◆ **Goal of the exercise**: Exact copies of the lines from the line containing "of the water" through the last line of the entries below are the whole answer.

◆ **Extracted records**:
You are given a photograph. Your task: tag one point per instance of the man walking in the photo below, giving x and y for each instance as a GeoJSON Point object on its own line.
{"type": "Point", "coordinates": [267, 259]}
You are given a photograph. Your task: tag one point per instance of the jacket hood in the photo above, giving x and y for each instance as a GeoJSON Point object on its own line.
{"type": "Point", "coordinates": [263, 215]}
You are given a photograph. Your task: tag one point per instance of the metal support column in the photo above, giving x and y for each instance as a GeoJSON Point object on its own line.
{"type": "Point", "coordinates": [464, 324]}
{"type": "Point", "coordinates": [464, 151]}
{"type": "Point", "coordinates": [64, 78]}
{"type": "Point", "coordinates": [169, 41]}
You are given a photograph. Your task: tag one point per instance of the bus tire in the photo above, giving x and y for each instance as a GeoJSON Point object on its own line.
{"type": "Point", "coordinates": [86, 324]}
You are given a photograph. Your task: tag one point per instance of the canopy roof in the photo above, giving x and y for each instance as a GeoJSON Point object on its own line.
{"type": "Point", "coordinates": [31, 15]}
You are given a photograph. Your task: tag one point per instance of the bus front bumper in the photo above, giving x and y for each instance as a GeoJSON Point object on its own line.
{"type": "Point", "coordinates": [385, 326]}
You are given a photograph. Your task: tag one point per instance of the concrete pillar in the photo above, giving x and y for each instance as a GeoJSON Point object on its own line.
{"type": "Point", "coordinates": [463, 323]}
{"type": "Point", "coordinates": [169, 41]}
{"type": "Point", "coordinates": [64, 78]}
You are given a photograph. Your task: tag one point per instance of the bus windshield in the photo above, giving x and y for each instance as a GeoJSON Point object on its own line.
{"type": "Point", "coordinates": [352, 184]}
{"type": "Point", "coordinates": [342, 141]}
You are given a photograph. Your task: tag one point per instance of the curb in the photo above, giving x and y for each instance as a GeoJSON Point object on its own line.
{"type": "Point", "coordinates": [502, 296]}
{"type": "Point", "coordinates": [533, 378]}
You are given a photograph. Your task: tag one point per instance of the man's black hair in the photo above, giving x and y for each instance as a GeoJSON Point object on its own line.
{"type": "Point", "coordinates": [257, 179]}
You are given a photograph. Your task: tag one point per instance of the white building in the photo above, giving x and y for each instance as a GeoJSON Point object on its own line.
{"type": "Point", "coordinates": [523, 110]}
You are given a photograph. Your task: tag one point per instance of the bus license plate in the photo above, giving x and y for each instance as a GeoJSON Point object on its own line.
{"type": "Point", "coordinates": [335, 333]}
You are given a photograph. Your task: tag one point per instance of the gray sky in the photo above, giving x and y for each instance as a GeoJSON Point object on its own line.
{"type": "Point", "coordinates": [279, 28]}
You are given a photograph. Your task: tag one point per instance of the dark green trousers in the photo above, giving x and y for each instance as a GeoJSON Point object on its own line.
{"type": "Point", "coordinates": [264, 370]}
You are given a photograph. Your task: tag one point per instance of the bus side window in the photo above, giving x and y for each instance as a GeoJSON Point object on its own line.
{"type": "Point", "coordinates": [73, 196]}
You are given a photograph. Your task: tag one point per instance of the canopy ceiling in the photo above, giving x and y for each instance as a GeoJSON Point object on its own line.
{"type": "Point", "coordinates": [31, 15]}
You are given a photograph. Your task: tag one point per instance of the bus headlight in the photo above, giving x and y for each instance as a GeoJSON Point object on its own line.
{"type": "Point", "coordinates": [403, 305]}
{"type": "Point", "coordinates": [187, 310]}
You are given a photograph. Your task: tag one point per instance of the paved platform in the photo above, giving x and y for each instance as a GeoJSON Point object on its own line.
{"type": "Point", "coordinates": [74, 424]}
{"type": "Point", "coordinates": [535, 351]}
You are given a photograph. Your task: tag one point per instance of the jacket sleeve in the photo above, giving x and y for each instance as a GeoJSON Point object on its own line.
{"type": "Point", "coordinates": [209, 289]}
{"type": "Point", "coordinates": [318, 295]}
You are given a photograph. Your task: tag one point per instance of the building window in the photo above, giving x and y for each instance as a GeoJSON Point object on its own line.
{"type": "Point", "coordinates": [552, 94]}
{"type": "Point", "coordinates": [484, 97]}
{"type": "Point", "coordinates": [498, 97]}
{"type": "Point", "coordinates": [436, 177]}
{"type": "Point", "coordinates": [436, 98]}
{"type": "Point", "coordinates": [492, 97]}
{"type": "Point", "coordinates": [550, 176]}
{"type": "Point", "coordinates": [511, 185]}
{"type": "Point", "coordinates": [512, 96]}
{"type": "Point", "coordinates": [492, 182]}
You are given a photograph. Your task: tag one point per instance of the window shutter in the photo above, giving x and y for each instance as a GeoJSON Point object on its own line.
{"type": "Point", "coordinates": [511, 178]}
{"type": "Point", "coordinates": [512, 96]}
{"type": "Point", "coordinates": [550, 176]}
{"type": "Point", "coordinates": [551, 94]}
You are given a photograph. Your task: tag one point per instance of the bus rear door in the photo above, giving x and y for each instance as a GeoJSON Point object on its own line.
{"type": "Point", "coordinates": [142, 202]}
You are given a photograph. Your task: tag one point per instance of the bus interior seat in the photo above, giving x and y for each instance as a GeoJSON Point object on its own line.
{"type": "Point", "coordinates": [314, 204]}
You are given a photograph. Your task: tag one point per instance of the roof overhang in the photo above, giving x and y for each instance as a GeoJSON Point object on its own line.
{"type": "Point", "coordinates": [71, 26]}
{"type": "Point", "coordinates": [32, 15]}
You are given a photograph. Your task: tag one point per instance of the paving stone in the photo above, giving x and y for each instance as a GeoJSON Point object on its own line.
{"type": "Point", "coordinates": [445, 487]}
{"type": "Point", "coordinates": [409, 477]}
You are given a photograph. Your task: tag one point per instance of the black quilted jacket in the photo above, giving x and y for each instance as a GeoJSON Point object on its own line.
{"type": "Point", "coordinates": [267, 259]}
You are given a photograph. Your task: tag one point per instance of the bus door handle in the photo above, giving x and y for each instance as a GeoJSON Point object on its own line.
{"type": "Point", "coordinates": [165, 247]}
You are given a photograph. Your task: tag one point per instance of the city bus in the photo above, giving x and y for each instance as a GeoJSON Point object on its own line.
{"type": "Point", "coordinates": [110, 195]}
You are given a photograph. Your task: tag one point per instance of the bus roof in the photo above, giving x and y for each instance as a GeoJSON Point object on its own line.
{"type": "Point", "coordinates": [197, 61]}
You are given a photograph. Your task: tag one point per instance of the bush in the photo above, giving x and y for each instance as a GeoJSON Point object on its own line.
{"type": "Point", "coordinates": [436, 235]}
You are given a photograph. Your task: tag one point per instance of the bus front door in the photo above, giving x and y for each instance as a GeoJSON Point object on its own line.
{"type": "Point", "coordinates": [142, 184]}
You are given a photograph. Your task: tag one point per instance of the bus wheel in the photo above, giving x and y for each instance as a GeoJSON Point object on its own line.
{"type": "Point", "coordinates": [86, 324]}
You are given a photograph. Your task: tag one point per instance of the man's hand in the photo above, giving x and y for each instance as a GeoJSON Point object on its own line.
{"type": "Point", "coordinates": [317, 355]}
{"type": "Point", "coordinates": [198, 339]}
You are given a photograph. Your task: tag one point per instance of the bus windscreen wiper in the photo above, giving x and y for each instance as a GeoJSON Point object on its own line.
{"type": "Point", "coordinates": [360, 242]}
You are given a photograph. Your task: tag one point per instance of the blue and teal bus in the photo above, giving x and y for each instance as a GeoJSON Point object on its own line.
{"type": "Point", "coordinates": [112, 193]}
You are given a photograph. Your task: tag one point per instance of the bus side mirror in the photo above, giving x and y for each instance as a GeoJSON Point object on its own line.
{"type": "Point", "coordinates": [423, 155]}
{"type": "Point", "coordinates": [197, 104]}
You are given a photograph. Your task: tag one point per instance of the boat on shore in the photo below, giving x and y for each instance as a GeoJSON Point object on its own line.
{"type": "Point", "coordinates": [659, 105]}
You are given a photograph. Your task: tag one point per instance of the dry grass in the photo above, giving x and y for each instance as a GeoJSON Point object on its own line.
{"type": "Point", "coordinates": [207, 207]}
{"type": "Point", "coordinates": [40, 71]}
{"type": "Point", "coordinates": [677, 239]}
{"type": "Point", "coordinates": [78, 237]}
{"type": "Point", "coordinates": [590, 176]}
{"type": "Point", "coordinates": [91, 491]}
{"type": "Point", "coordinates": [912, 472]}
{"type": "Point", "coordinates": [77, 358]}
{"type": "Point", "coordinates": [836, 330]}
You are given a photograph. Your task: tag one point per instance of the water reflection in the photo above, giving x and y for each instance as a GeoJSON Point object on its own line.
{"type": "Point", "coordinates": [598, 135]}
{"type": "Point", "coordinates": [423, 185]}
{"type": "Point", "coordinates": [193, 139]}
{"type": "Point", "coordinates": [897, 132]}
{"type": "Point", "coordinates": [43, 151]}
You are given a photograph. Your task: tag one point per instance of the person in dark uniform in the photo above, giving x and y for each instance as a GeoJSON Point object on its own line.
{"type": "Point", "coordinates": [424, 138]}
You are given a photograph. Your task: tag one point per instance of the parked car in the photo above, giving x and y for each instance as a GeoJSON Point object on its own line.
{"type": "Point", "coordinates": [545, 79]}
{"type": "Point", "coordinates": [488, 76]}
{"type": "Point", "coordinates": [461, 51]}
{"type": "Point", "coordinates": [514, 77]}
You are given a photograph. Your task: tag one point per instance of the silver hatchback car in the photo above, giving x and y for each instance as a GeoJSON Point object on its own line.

◆ **Completed exercise**:
You are given a photograph. Your task: tag one point per instance of the water reflection in the photo above, giving x and y for each instance as a GeoJSON Point object on its own line.
{"type": "Point", "coordinates": [598, 135]}
{"type": "Point", "coordinates": [423, 185]}
{"type": "Point", "coordinates": [193, 139]}
{"type": "Point", "coordinates": [897, 132]}
{"type": "Point", "coordinates": [43, 151]}
You are given a photograph. Your task: tag one point per instance of the person in dark uniform in the photo above, giving x and y for each instance as a GeoJSON Point object on its own line.
{"type": "Point", "coordinates": [424, 138]}
You are given a photograph. Your task: tag one point per instance of the parked car in the photo above, giving x and y for each instance as a GeoJSON Point object on its own line.
{"type": "Point", "coordinates": [545, 79]}
{"type": "Point", "coordinates": [488, 76]}
{"type": "Point", "coordinates": [461, 51]}
{"type": "Point", "coordinates": [514, 77]}
You are given a photograph. Your task: tag one point per instance of the silver hatchback car in the photo above, giving x and y for each instance as a GeoJSON Point object on its own line.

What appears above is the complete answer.